• [DATA FOR THIS TASK]
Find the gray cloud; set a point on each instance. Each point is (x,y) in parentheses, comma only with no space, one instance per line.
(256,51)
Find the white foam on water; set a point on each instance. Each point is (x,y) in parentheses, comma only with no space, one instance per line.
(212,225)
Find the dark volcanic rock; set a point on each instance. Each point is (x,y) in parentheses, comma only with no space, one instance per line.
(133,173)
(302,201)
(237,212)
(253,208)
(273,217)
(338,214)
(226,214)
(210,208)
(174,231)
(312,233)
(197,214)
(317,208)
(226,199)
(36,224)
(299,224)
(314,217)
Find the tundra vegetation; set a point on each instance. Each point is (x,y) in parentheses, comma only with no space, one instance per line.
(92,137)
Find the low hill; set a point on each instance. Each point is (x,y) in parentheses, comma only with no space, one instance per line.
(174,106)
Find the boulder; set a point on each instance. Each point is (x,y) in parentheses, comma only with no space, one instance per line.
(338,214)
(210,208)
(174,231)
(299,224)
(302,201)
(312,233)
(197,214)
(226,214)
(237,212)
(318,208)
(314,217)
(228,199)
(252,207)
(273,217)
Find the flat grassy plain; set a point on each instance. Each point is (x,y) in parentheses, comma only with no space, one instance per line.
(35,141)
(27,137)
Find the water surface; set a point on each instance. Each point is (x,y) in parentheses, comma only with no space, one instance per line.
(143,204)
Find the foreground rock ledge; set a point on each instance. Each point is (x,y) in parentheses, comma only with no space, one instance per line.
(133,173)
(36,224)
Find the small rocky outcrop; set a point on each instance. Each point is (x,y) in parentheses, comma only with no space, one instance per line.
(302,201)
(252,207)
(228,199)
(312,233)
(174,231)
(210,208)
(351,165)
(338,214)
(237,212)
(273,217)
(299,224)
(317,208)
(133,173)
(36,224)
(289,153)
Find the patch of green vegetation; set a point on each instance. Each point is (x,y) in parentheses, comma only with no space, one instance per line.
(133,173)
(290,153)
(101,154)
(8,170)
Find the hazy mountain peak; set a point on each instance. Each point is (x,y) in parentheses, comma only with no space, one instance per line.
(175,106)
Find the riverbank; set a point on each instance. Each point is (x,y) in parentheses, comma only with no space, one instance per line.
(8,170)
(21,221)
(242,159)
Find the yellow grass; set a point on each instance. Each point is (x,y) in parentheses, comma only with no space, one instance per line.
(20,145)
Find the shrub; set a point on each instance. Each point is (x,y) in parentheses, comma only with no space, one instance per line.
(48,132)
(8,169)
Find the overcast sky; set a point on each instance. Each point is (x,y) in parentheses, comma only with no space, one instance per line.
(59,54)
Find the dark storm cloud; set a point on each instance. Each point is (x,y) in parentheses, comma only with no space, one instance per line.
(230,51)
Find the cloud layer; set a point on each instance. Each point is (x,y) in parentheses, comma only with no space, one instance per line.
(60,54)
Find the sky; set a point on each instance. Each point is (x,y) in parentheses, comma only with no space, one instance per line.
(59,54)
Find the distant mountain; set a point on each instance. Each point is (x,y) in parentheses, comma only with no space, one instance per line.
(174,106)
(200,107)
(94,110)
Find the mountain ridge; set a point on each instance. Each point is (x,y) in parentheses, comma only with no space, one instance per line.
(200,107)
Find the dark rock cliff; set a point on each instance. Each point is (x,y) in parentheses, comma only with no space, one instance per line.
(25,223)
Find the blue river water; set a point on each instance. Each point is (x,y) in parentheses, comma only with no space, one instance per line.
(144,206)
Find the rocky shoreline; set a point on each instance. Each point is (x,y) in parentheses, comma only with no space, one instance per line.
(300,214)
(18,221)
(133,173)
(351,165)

• [TASK INSTRUCTIONS]
Switch "instance" to "occurrence" in the lines running from the one that holds "Find the distant" through the end of the records, both ends included. Give back only those lines, with everything else unchanged.

• [FULL RESPONSE]
Find the distant mountain; set a point on each occurrence. Each point is (x,y) in parentheses, comma only with no space, one occurrence per line.
(174,106)
(200,107)
(94,110)
Find the mountain ridge; set a point on each occurrence. Each point is (x,y) in parentheses, comma only with no space, one occurrence per line.
(200,107)
Find the dark rock cliff; set a point on each occurrence. Each point is (x,y) in parentheses, comma only with no space, one occurrence per line.
(25,223)
Find the blue river water; set a point on each occurrence. Each point is (x,y) in parentheses, comma only with no space, one occurrence per line.
(144,206)
Find the rocky shoreline; set a point on each occurrence. Each point is (x,y) in parentheses, comma only with no space, one occurrence per line.
(300,214)
(18,221)
(133,173)
(351,165)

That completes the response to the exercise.